David Duchovny wrote and director the first episode up this week, The Unnatural, which first aired on 25 April, 1999. This serves as his directorial review, and it’s a lot of fun, and may be poking fun at the mythology arc, or it may just be a story Mulder (Duchovny) is told by Arthur Dales (M. Emmet Walsh), the brother of Arthur Dales (Darren McGavin – who was unavailable for this episode, but consequently the multiple Arthurs, he reveals there’s a sister and a goldfish of the same name) as a way for him to realise that not everything has to be connected, and sometimes there is just the joy of baseball.
Dales tells a story of his time, around 1947, when he was a law officer (played by Frederic Lehne) in Roswell, New Mexico, and serving as protection for a minor league ball player of colour, Josh Exley (played by the always awesome Jesse L. Martin), who has been targeted by the Klan, as well as by another enemy, a familiar one… the Alien Bounty Hunter (Brian Thompson).
Why?
Because Exley is actually an alien, an extra-terrestrial biological entity who is just in love with the game of baseball.
It’s a fun story, culminating in a wonderful Mulder/Scully (Gillian Anderson). Duchovny plays with images, and the way he moves back and forth through time, lending it more of a story feel as opposed to an actual tie-in to the mythology arc.
Does it?
I suppose it could, or it could just be an allegory for love, joy, and baseball.
Three of a Kind brings The Lone Gunmen back into the limelight with this episode written by John Shiban and Vince Gilligan. It first hit the airwaves on 2 May, 1999.
Byers (Bruce Harwood) Langley (Dean Haglund), and Frohike (Tom Braidwood) are in Las Vegas going undercover at a Defense Contractors’ convention, when they come across Susanne Modeski (Signy Coleman), who was vanished before their eyes some ten years before as seen in the fifth season episode Unusual Suspects.
When one of their fellow conspiracy nuts ends up dead, everyone suspects something darker going on, and is Susanne and her husband (Charles Rocket) somehow tied into it all?
The boys call for help, using a synthesized recording of Mulder’s voice, they summon Scully to Vegas (the episode was shot on location) and things start to get really weird.
Scully gets drugged, bumps into Morris Fletcher (Michael McKean) from Dreamland, the boys, with Scully’s help pull a Mission: Impossible switch on the baddies, and help Susanne escape once and for all.
There’s lots of humour, John Billingsley has a guest spot, and on top of that, there’s a real heart to the story, thanks to Byers’ narrative.

■ **ACTIONS TO TAKE**:
**a.** In the episode review, on what date did Three of a Kind first air?
**b.** Please set down the part of the episode review that begins at the words "Three of a Kind" and stops after "into it all?", word for word.

■ **RECORD EXTRACTS**:
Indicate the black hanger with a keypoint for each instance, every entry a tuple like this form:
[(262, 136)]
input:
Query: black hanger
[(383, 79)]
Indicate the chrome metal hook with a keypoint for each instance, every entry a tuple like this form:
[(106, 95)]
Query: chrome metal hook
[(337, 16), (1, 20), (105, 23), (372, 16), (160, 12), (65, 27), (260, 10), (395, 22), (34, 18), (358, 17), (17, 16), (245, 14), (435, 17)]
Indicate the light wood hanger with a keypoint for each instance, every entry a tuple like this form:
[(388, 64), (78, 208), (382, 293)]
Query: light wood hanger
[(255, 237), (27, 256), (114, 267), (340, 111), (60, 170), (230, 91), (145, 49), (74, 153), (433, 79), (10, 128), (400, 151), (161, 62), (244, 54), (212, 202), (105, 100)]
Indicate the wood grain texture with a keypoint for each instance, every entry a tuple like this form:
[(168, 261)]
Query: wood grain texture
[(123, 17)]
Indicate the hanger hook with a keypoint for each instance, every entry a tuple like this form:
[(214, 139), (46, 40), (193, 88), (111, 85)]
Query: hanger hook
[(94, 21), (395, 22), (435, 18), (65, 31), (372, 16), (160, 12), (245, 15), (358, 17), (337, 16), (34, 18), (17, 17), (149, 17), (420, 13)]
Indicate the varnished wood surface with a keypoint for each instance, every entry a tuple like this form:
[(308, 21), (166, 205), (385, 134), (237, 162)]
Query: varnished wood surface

--

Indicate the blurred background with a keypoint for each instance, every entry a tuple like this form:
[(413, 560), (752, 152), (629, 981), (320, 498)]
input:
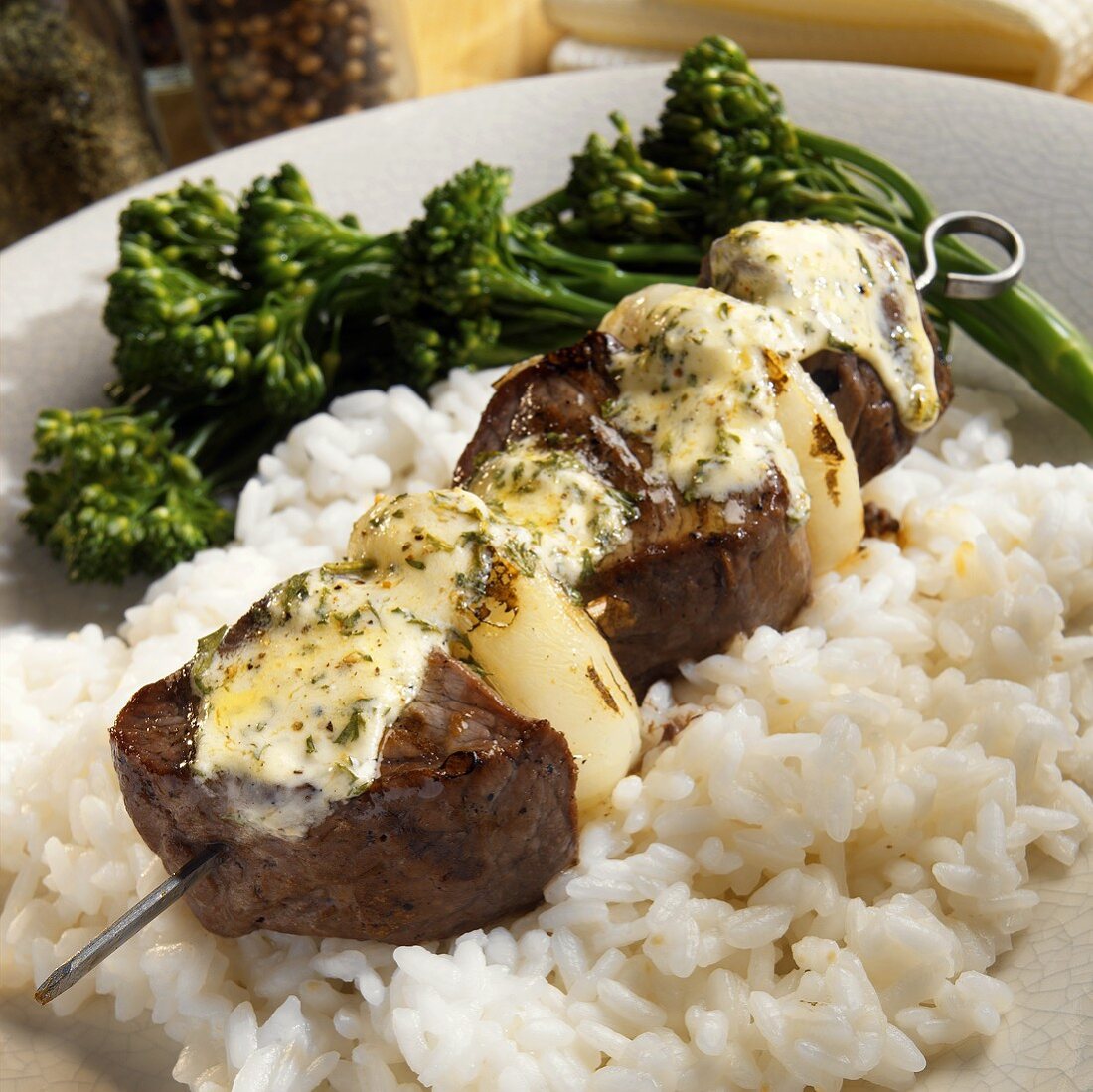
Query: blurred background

==

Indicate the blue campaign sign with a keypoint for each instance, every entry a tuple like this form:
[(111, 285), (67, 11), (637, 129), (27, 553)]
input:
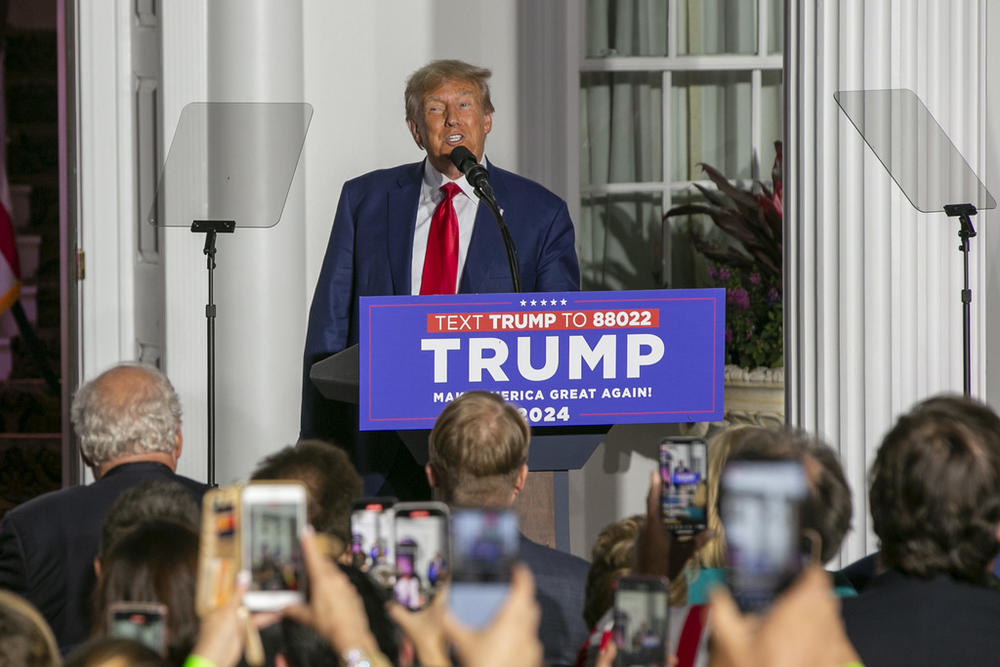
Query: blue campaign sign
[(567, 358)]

■ **PER-TASK ANSWERS**:
**a.** 2 May, 1999

**b.**
Three of a Kind brings The Lone Gunmen back into the limelight with this episode written by John Shiban and Vince Gilligan. It first hit the airwaves on 2 May, 1999.
Byers (Bruce Harwood) Langley (Dean Haglund), and Frohike (Tom Braidwood) are in Las Vegas going undercover at a Defense Contractors’ convention, when they come across Susanne Modeski (Signy Coleman), who was vanished before their eyes some ten years before as seen in the fifth season episode Unusual Suspects.
When one of their fellow conspiracy nuts ends up dead, everyone suspects something darker going on, and is Susanne and her husband (Charles Rocket) somehow tied into it all?